_What this task involves_
Copy out the stretch below, from the line containing "Teacher note: please indicate the young" through the line containing "Teacher note: please indicate the girl's face", and shift every coordinate value in the answers by -42. Leave all other text in those lines unchanged.

_Data in this exercise_
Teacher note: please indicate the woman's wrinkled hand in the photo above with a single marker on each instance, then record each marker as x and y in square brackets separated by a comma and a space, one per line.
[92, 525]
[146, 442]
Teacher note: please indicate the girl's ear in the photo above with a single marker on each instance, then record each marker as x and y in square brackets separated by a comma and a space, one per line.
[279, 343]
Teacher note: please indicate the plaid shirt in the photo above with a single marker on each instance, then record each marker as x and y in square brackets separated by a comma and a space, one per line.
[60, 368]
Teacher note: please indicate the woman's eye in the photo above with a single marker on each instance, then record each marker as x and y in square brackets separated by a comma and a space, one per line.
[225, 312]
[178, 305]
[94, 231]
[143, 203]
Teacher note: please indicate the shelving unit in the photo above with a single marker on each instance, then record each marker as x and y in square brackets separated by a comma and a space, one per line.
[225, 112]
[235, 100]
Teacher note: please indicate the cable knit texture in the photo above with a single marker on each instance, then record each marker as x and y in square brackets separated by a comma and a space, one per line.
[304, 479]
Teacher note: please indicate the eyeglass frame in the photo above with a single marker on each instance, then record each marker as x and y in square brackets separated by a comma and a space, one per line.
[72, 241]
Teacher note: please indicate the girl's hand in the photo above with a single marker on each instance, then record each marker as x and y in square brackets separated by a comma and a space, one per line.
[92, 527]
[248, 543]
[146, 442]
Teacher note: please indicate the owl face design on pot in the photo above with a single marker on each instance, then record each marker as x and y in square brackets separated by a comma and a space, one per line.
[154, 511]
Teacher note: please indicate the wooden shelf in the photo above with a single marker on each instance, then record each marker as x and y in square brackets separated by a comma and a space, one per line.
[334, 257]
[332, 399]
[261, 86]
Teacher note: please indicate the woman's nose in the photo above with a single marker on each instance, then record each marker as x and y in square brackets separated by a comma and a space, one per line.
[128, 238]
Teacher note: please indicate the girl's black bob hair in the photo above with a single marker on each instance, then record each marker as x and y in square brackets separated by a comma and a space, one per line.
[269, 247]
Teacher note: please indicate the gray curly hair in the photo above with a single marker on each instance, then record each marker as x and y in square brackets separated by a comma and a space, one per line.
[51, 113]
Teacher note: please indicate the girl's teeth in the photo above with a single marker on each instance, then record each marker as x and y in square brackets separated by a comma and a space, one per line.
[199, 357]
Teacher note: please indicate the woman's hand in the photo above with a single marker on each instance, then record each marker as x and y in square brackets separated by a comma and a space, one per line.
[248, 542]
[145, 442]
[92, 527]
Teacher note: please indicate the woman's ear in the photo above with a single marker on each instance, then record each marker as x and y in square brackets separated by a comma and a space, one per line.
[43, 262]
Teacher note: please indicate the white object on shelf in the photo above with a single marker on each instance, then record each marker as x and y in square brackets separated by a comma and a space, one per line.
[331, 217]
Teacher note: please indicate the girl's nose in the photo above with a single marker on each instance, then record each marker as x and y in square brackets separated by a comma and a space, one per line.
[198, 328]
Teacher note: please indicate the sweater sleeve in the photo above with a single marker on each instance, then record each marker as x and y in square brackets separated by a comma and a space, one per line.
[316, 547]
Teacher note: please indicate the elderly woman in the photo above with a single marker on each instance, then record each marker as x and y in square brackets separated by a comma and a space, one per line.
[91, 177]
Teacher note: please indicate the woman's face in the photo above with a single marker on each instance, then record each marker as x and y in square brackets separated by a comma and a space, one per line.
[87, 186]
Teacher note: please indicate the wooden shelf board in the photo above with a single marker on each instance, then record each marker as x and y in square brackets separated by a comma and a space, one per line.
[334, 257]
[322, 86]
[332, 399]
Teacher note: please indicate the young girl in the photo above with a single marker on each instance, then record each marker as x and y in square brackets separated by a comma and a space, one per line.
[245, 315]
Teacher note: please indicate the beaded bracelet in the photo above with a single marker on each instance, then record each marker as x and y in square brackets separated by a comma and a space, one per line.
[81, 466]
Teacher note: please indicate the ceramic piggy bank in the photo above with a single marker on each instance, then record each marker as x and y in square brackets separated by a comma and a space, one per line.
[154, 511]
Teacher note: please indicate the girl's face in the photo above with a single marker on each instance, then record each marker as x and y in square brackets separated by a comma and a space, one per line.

* * *

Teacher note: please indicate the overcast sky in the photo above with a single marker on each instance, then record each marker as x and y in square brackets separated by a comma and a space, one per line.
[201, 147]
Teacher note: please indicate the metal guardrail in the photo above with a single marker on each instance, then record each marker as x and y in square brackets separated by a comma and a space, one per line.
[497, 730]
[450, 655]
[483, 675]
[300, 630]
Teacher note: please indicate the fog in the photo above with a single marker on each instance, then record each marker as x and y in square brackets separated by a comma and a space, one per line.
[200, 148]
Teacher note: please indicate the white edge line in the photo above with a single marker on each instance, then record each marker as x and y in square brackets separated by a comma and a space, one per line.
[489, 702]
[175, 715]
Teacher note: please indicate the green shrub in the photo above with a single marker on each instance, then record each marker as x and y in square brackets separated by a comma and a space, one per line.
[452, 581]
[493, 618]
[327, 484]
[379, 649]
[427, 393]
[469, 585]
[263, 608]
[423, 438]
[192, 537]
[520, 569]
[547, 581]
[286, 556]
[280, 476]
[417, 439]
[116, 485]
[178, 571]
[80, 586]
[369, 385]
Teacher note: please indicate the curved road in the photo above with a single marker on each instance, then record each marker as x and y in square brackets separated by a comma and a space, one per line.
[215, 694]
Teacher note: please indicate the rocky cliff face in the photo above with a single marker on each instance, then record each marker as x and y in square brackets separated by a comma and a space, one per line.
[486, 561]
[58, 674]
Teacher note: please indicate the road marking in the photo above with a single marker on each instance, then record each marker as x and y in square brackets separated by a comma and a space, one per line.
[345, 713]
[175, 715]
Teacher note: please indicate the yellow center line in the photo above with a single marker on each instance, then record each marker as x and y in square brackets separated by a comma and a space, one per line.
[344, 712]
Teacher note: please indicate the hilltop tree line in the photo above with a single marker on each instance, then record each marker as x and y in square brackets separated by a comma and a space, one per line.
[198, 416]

--

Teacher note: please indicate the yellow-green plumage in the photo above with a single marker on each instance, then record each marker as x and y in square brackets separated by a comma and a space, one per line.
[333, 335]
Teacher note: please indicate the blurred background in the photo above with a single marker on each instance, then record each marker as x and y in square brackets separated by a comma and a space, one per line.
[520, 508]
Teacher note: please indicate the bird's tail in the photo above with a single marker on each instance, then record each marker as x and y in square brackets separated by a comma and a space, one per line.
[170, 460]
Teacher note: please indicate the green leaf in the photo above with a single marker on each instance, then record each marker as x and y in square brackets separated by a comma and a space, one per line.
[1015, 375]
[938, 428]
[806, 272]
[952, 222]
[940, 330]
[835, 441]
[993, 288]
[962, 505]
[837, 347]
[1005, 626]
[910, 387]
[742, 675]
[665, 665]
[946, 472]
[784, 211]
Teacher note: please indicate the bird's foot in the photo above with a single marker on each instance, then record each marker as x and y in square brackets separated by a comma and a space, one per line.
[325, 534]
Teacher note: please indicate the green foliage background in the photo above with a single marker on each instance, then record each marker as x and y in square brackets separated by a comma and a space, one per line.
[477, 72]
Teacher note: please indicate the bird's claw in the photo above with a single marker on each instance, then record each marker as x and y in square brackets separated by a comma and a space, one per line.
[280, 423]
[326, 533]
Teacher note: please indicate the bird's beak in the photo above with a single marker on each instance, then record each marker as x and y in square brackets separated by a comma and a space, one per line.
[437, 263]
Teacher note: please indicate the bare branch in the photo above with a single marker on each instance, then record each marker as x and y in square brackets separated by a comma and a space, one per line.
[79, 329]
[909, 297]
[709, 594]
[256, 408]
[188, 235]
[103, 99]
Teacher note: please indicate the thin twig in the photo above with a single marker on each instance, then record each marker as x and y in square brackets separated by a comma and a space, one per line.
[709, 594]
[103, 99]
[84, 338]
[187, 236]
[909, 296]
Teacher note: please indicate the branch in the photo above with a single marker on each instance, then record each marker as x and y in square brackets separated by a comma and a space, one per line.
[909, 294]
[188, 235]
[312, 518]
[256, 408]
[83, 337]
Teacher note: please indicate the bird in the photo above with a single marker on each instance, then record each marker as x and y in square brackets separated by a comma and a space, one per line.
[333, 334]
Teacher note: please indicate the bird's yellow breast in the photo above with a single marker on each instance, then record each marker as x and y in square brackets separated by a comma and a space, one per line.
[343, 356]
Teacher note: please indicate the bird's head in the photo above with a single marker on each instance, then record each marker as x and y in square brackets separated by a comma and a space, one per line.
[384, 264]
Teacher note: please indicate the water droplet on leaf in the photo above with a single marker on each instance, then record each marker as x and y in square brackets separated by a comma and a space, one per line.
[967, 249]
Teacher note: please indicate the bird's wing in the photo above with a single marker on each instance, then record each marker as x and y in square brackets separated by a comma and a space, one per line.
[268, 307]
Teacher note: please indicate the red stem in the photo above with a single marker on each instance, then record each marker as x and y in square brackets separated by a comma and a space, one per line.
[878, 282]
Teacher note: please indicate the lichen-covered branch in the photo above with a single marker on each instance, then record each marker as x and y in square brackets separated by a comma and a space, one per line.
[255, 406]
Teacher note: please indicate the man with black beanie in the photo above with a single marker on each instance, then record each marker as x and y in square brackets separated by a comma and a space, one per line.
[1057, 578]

_Answer in full_
Teacher note: please indicate the young girl in the photo above with a single marker on each instance, then record each marker as x and y in square brackets separated by a comma and a space, one per line.
[203, 273]
Teacher note: please indicate the beaded bracelet in the photo above with a single marker on each instance, then record each marker as x and y in square brackets separated by a comma and a space, one per line.
[39, 424]
Teacher note: please indicate the ceramic piggy bank in the photo above with a single marker on each instance, then record each marker as x and y in square brackets separated by a comma and a space, one per line.
[112, 469]
Teacher note: please indicate the girl's face in the photo above with a single marker on each instance, then record each marker as x and y in square brackets separated by a comma and a space, one per line.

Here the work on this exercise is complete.